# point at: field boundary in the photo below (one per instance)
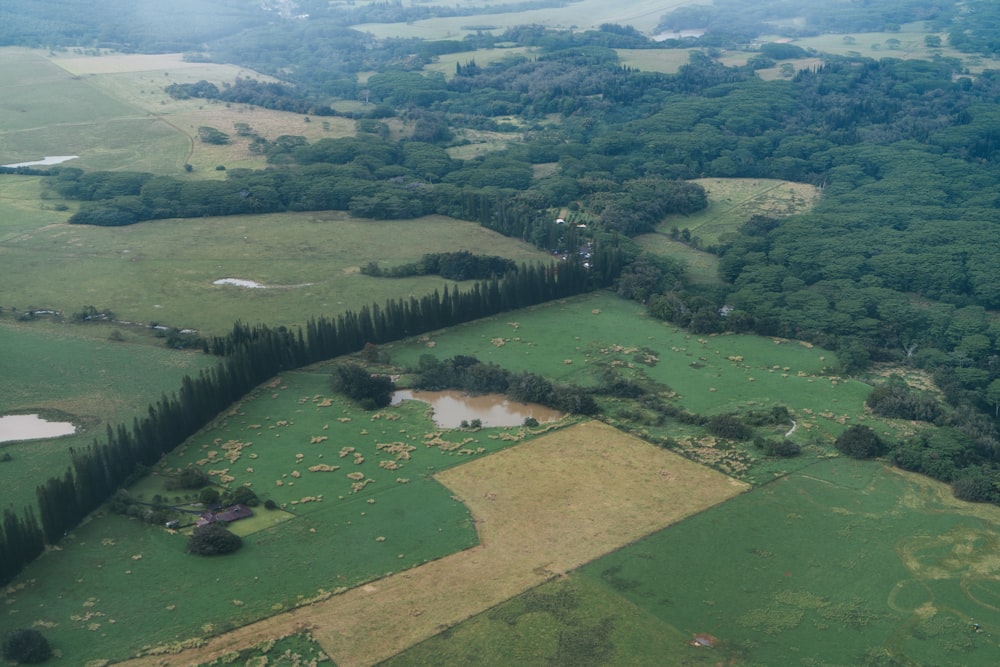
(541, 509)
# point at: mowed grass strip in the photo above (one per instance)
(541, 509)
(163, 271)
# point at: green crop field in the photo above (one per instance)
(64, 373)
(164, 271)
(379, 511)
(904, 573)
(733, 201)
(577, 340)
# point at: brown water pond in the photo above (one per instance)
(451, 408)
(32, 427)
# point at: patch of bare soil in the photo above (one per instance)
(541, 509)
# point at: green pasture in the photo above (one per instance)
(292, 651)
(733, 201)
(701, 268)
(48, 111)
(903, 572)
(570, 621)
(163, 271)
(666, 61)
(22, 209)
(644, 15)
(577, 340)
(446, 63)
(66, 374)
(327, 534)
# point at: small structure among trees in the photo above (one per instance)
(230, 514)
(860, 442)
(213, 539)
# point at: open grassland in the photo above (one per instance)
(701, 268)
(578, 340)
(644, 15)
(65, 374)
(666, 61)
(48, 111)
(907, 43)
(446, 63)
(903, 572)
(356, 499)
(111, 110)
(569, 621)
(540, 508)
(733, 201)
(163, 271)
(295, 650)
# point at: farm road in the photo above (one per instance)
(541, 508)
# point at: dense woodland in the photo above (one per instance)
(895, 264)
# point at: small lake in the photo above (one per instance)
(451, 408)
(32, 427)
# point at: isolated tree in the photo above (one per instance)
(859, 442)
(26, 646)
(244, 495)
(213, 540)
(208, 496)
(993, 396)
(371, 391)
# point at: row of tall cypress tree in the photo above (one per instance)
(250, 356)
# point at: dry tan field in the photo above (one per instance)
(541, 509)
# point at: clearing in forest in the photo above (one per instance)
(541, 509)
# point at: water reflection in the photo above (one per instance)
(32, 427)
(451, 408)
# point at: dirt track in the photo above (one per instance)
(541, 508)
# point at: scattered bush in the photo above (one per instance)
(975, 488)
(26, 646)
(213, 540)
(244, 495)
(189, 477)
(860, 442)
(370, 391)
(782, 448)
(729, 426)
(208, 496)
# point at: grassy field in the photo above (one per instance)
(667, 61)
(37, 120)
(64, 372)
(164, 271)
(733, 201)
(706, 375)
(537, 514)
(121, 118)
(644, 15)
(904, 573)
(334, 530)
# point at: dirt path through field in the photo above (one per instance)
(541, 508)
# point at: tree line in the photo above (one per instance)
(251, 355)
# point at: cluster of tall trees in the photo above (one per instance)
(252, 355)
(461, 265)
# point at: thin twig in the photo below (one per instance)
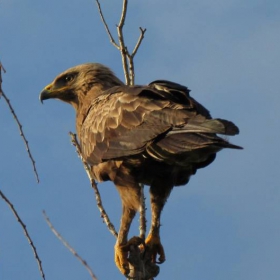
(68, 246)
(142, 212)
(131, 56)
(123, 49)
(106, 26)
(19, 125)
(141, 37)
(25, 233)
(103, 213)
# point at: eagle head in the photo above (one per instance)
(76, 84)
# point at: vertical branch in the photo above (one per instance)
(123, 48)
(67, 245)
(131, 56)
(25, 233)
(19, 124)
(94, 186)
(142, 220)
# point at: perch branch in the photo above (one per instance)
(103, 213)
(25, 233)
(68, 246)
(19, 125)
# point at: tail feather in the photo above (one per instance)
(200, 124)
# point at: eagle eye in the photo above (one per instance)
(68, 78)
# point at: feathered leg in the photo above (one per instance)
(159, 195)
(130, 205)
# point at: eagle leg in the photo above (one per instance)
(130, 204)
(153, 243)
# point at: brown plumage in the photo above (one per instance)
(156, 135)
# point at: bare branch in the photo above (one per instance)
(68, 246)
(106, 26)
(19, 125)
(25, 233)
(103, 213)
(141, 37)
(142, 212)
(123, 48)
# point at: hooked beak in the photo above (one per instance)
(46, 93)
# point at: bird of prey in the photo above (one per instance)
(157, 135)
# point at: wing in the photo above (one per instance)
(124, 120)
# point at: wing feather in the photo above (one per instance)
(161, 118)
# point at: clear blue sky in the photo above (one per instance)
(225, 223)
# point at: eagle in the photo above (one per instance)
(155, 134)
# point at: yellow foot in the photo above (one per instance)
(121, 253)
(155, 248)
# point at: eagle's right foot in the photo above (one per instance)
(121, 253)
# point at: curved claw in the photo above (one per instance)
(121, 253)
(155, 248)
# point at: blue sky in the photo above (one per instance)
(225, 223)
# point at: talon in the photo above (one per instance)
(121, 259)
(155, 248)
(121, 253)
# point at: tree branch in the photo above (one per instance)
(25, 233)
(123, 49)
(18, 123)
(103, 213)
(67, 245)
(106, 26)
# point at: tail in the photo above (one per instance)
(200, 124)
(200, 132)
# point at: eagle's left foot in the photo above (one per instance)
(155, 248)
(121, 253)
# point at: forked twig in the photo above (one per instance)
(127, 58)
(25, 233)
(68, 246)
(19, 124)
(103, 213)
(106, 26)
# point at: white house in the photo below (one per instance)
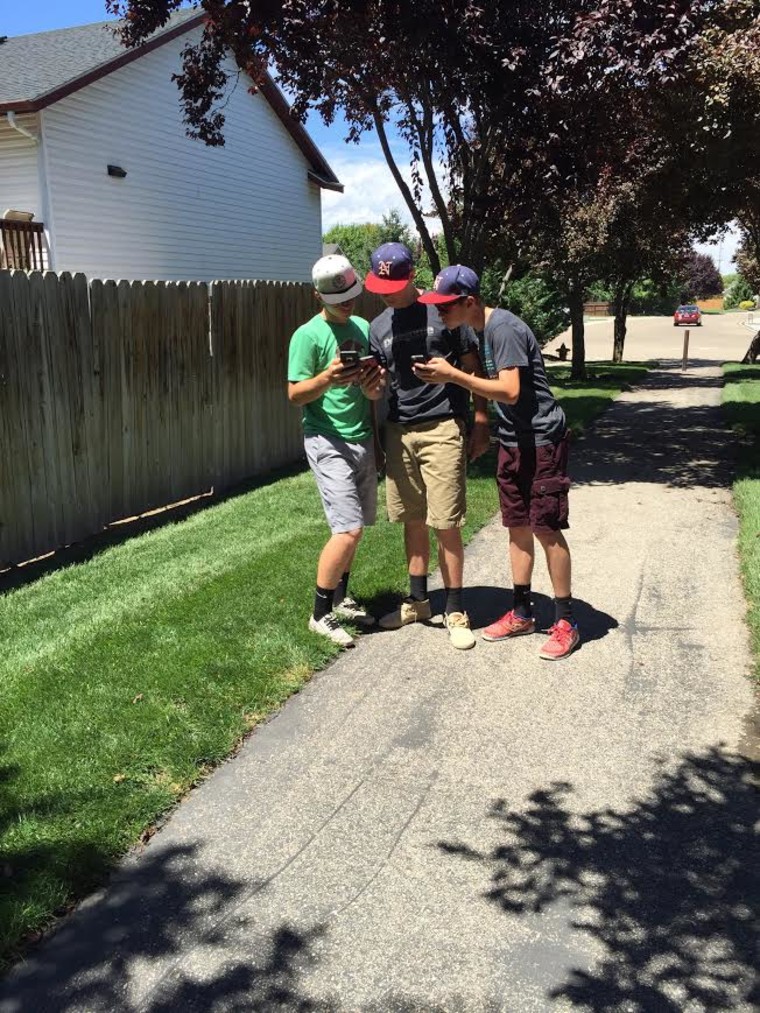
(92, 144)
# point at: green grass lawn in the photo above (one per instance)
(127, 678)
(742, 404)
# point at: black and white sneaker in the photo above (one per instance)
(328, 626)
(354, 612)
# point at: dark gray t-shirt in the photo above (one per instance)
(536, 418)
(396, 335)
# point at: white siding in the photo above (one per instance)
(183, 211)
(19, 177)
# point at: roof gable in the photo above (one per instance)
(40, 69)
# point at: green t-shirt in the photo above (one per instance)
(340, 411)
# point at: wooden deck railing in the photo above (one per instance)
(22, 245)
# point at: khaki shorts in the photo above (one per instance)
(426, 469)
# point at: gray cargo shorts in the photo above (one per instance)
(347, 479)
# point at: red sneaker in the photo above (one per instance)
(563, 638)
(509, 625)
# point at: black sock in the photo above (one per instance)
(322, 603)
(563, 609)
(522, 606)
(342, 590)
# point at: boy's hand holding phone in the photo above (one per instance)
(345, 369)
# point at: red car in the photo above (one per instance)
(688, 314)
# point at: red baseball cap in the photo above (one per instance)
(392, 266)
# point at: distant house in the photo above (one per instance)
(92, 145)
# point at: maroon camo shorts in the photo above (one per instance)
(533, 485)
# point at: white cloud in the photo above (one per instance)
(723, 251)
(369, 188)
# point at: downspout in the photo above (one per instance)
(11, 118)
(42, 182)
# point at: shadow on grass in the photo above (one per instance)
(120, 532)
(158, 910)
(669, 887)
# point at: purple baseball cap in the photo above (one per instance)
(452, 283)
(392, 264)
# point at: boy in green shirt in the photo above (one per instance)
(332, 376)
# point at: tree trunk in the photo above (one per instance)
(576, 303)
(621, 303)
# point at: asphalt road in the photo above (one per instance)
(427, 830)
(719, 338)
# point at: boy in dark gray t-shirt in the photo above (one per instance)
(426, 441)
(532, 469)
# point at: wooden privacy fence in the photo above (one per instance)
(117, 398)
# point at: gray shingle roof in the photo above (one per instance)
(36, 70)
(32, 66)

- - - - -

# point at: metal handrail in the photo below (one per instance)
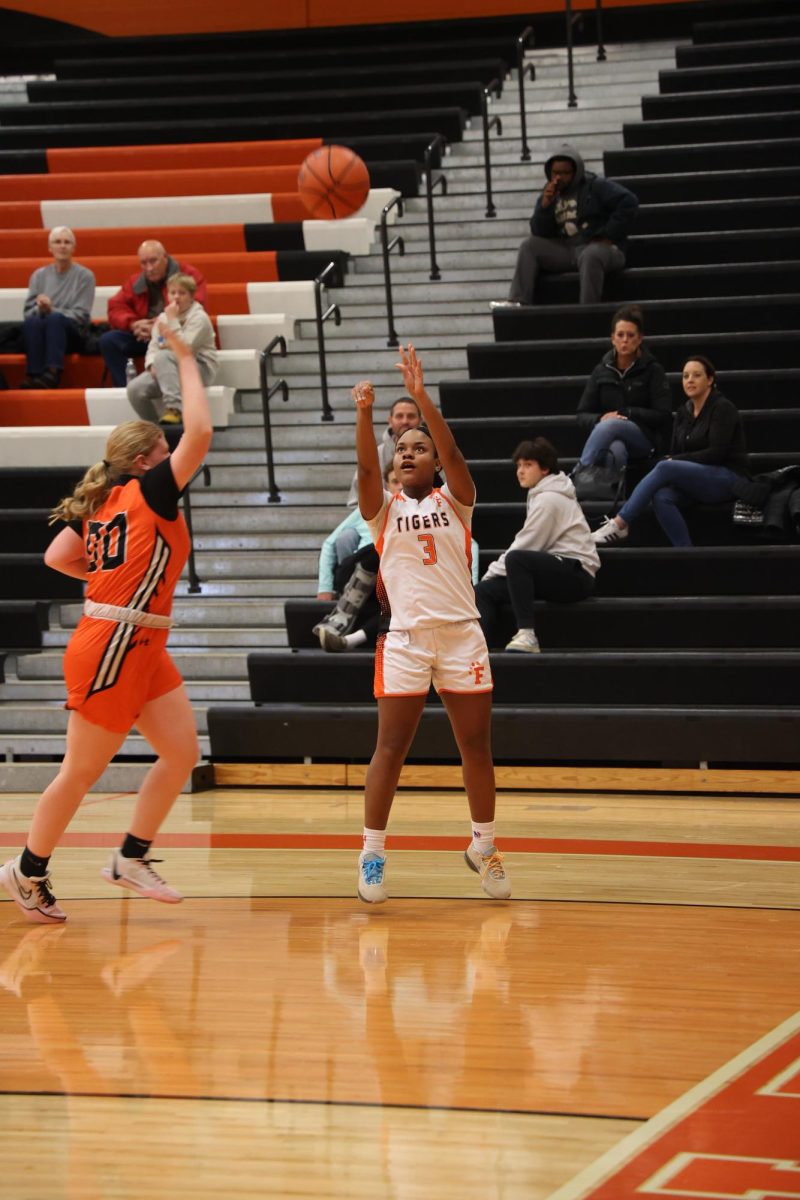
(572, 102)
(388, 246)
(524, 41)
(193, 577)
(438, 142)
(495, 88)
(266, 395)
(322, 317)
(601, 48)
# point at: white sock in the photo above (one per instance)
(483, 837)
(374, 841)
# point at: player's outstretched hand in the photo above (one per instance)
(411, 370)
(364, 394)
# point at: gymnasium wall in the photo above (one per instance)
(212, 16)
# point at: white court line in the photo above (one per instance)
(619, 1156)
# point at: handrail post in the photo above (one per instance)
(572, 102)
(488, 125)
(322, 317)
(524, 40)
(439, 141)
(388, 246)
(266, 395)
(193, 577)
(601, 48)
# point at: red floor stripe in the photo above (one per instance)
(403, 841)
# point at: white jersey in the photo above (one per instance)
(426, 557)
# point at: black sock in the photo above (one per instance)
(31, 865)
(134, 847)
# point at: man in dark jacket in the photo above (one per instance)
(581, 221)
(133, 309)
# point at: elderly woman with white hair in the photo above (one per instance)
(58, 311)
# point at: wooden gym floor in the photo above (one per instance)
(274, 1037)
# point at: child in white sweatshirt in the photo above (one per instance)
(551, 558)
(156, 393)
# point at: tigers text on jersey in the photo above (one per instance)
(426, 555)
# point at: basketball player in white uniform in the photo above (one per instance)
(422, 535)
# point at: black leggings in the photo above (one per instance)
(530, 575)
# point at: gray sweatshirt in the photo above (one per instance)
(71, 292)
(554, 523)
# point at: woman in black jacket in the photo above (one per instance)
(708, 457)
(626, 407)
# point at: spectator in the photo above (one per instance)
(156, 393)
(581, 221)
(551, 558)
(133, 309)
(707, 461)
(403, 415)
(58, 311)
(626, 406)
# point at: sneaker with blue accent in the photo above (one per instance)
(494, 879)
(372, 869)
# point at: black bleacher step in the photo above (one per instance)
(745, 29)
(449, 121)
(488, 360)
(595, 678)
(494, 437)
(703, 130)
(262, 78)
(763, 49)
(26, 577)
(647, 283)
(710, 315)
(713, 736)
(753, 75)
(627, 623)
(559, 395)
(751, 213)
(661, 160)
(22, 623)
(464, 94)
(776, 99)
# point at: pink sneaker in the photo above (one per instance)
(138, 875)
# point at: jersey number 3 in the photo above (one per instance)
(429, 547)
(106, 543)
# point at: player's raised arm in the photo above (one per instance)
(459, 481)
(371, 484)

- - - - -

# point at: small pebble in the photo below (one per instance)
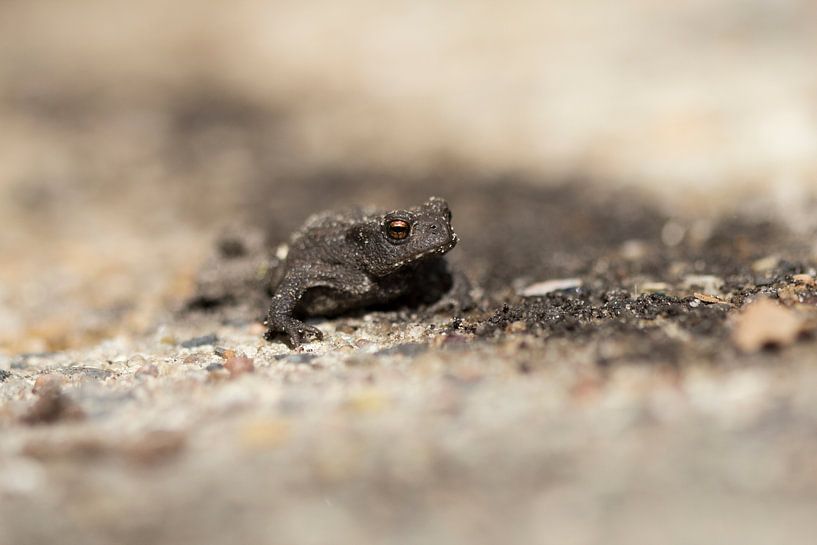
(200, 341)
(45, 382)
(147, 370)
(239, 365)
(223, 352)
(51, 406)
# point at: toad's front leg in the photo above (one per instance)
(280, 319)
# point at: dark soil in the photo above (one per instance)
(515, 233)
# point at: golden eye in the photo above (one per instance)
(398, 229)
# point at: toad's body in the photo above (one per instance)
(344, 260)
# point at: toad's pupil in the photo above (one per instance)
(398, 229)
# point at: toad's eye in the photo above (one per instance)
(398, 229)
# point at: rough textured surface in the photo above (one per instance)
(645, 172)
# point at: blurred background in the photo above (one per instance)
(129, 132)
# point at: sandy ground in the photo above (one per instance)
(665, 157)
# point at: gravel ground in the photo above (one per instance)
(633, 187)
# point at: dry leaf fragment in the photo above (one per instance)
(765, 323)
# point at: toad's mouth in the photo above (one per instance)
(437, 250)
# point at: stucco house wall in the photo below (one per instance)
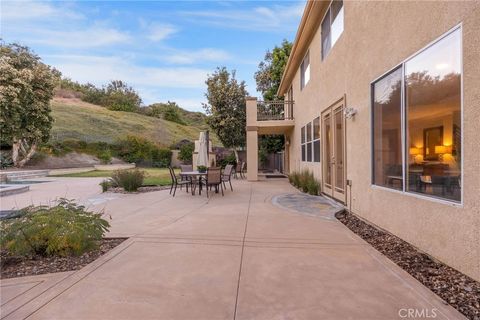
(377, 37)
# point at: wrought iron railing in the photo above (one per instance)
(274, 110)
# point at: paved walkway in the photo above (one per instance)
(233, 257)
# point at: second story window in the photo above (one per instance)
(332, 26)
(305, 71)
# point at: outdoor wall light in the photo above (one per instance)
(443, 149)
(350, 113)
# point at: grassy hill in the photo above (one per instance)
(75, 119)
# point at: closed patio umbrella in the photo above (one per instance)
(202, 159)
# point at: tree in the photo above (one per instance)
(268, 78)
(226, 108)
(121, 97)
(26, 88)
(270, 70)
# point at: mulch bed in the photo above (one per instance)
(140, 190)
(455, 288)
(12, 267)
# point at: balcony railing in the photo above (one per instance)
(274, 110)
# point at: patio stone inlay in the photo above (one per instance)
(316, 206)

- - - - -

Exercise aim: Pull out every line of the records above that contains the string "sweatshirt", treating uppercase and lowercase letters as different.

Result:
# point at: child in white sweatshirt in the photo above (one per instance)
# point at: gray sweatshirt in the photo above (one per instance)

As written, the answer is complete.